+++ Text shown +++
North-Central Section - 42nd Annual Meeting (24–25 April 2008)

Paper No. 2
Presentation Time: 2:00 PM

EVOLUTION OF A PEAT-CONTEMPORANEOUS CHANNEL: GALATIA CHANNEL, PENNSYLVANIAN OF ILLINOIS BASIN


NELSON, W. John, Illinois State Geological Survey, 615 E Peabody Drive, Champaign, IL 61820, ELRICK, Scott D., Illinois State Geological Survey, 615 E Peabody Dr, Champaign, IL 61820 and DIMICHELE, William A., Department of Paleobiology, NMNH Smithsonian Institution, Washington, DC 20560, jnnelson@illinois.edu

The Galatia channel in southern Illinois and Indiana is intimately associated with thick, low-sulfur Springfield Coal. Previous geologists envisioned a meandering river with crevasse splays that disgorged gray mud on top of the peat, like the modern “bird's foot” Mississippi delta. New information, including closely-spaced core drilling and mine entries driven across the channel, directs us to a new model of channel origin. This model conforms with the sediment climate model developed by Blaine Cecil and colleagues.
+++ Recorded data +++
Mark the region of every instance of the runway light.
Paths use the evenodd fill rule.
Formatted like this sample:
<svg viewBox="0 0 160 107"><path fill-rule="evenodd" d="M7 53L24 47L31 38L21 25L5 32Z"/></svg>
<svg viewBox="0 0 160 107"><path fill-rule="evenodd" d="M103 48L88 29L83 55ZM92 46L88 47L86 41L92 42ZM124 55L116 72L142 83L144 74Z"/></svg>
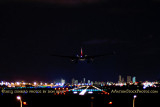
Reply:
<svg viewBox="0 0 160 107"><path fill-rule="evenodd" d="M110 101L108 104L112 104L112 101Z"/></svg>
+++
According to the Galatia channel abstract, which coal is the channel closely associated with? The material was drawn from a different source than the text.

= Answer =
The thick, low-sulfur Springfield Coal.